◆ Task item: Look through the lines of the material and count those containing "black". Give that count alone.

◆ Entries shown:
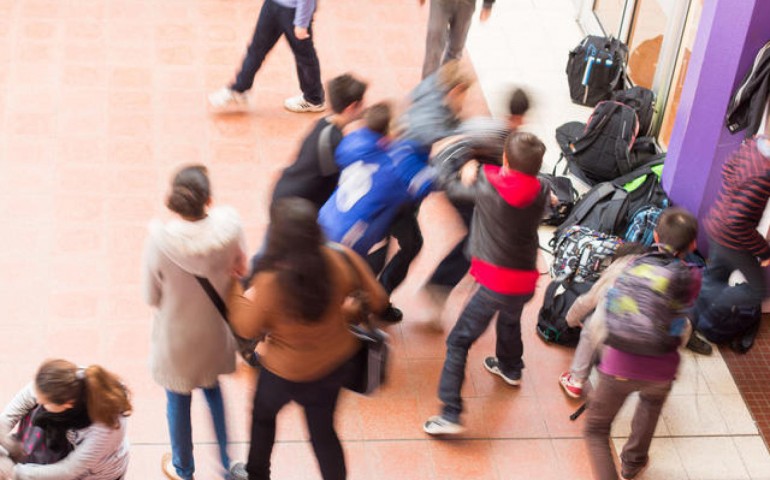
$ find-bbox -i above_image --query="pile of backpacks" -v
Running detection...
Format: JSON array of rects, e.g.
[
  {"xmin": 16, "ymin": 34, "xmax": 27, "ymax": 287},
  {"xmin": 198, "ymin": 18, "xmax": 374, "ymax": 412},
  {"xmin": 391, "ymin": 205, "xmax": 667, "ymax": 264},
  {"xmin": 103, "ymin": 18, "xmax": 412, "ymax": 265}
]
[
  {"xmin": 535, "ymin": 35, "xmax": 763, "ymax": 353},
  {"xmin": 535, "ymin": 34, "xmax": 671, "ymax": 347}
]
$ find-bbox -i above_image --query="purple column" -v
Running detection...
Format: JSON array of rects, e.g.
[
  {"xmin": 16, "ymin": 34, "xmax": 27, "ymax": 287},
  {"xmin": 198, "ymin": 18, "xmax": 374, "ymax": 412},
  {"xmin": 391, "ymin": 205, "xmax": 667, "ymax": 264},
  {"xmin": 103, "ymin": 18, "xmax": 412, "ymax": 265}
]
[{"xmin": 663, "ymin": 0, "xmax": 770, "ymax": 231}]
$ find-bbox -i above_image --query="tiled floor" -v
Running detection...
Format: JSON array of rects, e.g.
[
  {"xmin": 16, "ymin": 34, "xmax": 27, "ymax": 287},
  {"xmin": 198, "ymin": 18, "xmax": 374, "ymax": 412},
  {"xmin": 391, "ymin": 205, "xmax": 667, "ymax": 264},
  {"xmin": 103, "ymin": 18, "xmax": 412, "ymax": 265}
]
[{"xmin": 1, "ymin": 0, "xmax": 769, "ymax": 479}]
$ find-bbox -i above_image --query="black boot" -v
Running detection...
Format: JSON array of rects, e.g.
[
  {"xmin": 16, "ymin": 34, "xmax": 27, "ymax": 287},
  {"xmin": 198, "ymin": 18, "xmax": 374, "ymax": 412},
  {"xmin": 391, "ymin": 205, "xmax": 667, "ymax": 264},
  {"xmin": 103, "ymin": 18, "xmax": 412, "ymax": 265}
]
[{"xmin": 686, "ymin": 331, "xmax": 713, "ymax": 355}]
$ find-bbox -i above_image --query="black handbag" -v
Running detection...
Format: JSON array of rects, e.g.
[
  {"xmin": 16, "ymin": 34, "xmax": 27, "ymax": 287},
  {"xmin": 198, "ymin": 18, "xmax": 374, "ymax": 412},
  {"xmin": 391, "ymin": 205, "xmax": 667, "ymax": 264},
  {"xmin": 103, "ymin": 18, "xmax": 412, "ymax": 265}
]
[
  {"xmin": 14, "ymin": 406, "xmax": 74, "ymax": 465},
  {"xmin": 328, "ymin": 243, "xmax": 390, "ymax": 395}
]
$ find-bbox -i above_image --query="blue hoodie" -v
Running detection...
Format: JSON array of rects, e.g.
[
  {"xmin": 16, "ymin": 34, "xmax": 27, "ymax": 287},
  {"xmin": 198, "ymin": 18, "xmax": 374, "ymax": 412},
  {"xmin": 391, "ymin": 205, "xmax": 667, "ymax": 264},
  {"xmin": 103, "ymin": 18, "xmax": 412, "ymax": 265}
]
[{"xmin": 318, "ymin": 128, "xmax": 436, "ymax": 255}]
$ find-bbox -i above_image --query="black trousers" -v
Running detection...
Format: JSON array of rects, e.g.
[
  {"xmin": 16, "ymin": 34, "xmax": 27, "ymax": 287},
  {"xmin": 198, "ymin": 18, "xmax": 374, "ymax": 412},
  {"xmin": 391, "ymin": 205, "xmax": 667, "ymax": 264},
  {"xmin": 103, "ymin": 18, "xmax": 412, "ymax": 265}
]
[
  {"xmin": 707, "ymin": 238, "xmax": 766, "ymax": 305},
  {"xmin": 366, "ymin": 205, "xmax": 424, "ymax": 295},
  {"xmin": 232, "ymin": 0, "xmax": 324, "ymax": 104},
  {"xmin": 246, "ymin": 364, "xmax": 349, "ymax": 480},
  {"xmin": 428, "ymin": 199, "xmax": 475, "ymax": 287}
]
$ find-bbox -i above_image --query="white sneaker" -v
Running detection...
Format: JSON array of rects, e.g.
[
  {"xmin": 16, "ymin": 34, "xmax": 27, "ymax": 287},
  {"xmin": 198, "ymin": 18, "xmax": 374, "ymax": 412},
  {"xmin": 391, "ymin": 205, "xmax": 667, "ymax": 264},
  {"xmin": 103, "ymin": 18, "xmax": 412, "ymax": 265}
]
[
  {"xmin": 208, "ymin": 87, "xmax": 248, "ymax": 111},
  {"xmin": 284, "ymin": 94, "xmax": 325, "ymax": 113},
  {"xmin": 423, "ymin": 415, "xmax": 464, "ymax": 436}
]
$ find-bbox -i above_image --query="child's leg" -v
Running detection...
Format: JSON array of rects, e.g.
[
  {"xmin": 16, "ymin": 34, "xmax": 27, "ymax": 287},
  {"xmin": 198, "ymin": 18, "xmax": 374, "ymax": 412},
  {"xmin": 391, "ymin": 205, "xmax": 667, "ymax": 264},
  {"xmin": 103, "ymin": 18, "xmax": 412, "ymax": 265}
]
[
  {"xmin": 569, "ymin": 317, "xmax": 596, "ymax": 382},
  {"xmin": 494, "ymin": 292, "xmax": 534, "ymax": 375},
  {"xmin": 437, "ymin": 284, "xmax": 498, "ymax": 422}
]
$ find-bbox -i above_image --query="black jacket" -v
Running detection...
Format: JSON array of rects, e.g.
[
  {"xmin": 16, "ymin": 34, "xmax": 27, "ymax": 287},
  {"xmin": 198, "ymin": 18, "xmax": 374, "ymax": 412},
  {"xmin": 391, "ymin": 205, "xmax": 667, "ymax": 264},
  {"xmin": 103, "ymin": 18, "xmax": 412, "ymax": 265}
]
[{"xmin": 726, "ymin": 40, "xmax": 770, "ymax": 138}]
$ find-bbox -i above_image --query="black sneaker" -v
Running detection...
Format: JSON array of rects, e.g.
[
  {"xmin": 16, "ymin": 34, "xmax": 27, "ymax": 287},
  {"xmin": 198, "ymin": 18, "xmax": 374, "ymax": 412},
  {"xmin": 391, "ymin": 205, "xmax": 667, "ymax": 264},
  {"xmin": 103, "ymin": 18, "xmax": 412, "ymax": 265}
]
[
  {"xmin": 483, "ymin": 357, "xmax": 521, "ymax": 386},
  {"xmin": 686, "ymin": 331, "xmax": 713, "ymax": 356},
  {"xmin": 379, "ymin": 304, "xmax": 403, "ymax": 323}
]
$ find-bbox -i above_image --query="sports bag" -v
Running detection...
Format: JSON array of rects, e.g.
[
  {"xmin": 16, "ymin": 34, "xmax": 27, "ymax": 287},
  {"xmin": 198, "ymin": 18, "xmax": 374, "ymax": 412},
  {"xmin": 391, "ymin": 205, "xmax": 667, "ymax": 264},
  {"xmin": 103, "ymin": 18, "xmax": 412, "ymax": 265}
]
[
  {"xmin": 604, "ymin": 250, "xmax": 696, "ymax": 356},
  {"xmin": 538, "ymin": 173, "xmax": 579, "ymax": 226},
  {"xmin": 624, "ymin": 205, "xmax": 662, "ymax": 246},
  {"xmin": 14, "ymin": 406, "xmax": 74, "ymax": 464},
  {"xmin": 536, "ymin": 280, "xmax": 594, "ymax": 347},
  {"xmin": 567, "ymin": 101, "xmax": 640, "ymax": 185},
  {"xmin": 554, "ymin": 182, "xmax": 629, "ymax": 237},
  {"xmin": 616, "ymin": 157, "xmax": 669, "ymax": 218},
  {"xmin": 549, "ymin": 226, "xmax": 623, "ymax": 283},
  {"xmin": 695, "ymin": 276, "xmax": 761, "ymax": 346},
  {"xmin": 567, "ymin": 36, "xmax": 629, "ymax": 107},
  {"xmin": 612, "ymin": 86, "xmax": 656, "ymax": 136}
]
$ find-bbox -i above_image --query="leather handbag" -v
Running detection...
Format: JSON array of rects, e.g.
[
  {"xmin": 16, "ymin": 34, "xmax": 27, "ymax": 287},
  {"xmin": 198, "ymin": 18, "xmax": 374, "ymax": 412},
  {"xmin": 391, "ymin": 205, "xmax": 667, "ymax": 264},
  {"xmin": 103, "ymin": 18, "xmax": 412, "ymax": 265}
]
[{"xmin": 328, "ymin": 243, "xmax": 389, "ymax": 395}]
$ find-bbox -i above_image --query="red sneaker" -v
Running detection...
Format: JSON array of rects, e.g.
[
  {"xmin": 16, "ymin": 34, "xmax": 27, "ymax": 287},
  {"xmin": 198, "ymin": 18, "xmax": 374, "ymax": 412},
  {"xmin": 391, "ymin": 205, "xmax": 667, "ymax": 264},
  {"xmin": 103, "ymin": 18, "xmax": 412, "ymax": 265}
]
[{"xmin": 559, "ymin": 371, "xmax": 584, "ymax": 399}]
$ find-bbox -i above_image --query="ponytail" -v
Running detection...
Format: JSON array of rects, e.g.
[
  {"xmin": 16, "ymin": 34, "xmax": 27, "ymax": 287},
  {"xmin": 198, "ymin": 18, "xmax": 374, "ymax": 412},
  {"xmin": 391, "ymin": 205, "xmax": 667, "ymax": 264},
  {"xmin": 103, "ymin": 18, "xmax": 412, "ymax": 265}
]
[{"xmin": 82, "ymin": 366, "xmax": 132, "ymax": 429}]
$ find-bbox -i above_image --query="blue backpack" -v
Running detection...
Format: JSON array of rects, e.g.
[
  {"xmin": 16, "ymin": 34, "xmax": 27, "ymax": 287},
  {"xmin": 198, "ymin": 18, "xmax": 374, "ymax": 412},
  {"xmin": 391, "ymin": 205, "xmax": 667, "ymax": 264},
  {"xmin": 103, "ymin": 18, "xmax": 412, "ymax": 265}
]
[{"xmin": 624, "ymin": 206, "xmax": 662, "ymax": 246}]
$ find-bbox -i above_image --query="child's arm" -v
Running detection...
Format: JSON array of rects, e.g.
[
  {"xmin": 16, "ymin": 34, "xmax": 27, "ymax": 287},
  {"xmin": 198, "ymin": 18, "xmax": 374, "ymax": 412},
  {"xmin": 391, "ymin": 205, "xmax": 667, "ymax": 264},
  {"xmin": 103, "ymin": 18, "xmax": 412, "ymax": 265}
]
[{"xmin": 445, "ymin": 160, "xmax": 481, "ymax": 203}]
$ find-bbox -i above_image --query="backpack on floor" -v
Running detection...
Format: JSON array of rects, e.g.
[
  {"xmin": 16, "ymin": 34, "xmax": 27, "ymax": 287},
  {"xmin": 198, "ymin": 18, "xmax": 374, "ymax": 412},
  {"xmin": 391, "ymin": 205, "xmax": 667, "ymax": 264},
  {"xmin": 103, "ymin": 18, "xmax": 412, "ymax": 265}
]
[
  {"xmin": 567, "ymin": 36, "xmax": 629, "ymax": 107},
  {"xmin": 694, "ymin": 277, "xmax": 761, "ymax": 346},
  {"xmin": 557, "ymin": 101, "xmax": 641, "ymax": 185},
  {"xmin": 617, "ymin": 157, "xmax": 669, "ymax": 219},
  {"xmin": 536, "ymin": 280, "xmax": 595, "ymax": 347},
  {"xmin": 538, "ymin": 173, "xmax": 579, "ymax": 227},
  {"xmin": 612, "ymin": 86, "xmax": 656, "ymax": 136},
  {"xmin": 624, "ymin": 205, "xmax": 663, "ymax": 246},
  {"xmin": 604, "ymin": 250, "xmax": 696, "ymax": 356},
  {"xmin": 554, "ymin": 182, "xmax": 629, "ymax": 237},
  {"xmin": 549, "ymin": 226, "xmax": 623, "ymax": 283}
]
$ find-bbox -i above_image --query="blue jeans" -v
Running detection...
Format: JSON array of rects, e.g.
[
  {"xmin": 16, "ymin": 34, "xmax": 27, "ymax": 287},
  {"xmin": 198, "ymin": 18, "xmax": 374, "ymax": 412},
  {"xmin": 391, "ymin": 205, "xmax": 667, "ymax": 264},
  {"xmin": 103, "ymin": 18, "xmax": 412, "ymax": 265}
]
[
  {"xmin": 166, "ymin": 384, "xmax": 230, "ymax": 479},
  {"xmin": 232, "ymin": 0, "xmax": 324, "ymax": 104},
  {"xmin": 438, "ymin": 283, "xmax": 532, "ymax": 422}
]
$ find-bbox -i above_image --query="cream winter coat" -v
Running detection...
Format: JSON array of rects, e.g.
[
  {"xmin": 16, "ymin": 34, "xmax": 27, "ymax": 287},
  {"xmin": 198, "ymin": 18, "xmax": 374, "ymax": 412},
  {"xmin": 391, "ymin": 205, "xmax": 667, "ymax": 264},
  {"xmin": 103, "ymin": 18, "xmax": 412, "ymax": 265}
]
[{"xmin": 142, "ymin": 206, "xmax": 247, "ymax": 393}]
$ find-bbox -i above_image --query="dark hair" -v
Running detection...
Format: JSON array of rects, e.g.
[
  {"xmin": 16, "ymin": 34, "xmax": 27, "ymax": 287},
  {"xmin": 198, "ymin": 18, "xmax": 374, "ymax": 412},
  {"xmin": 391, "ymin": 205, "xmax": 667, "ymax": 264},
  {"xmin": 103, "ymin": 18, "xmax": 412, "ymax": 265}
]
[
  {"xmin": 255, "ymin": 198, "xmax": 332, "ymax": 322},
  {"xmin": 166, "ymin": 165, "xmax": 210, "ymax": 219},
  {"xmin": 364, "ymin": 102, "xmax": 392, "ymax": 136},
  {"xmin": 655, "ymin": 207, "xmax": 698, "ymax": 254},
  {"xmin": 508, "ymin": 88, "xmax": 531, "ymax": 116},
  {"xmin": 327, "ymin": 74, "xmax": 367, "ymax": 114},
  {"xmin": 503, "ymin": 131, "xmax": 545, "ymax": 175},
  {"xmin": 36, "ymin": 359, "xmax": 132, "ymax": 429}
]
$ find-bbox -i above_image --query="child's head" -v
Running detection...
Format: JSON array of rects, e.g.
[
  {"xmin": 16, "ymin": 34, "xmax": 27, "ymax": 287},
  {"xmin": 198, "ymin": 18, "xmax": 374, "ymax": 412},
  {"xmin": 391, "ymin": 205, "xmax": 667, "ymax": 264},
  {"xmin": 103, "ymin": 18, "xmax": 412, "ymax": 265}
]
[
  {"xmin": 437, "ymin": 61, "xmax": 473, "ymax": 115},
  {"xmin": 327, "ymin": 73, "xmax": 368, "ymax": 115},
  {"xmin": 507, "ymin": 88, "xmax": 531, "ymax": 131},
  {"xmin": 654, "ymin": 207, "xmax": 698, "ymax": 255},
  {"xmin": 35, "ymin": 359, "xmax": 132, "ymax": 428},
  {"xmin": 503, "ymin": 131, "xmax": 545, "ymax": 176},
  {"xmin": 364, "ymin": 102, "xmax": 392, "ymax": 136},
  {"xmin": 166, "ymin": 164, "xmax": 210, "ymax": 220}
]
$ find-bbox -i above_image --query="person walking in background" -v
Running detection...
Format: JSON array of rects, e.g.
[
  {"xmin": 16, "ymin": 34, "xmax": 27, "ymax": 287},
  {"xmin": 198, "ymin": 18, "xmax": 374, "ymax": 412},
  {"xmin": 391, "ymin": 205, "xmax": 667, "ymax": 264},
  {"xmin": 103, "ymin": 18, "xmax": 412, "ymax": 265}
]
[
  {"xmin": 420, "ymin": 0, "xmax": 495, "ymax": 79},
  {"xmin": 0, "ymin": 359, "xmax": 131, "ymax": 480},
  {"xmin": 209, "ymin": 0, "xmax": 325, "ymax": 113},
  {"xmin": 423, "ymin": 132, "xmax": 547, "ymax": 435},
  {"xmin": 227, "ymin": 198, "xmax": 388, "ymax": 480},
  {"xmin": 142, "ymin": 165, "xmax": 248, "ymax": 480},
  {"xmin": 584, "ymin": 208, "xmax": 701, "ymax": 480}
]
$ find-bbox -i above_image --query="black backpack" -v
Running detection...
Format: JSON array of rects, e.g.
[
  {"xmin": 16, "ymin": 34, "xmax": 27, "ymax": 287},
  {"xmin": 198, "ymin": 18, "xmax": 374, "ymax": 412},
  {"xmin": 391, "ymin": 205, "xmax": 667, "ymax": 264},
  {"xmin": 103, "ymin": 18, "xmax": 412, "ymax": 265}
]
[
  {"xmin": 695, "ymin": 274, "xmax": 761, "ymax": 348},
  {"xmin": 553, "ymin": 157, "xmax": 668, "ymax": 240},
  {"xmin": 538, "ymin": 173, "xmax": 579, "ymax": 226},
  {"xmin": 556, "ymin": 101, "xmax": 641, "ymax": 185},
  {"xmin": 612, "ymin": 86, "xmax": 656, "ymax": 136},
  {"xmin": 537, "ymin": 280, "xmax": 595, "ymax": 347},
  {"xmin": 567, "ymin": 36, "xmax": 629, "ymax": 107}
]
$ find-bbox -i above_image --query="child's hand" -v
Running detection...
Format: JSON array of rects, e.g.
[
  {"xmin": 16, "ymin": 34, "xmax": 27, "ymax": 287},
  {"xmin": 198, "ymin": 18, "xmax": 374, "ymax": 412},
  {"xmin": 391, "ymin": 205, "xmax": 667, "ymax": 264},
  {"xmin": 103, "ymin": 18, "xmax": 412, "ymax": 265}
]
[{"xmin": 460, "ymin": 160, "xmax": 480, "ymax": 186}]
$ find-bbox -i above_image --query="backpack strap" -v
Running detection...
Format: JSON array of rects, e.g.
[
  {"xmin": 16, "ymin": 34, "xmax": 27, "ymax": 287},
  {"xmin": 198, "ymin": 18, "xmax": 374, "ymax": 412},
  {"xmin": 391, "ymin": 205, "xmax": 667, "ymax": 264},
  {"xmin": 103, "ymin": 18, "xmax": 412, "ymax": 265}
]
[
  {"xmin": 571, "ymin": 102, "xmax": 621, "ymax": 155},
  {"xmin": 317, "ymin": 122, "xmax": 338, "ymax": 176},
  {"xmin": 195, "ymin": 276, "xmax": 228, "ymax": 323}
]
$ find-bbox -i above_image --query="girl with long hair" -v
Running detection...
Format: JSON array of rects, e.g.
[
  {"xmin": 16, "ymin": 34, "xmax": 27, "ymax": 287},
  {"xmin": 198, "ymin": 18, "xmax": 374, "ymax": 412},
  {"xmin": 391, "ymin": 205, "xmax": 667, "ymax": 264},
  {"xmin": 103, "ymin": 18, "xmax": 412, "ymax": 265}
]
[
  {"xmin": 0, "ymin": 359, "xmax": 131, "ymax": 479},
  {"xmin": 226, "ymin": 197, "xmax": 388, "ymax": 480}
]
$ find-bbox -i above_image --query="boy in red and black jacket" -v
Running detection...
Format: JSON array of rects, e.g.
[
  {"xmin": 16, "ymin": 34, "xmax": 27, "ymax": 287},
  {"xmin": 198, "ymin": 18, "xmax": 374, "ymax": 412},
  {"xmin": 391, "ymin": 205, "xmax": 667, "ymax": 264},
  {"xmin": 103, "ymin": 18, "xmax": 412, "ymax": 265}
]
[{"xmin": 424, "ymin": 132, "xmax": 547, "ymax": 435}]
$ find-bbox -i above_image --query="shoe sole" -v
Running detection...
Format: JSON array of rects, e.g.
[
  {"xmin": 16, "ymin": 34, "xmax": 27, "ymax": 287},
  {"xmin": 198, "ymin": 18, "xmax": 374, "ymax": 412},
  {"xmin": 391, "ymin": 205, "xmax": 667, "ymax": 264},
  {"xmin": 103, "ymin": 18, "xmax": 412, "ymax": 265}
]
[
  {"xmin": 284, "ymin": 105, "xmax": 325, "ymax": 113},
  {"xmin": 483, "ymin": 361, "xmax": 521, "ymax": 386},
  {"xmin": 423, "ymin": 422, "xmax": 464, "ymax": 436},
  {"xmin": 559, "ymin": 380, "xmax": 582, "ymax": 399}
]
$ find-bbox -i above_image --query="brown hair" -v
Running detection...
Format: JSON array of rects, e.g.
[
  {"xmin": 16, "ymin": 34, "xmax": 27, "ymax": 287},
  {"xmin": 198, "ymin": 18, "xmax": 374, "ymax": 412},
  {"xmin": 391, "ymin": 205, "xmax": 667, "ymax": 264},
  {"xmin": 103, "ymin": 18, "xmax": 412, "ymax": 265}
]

◆ Response area: 7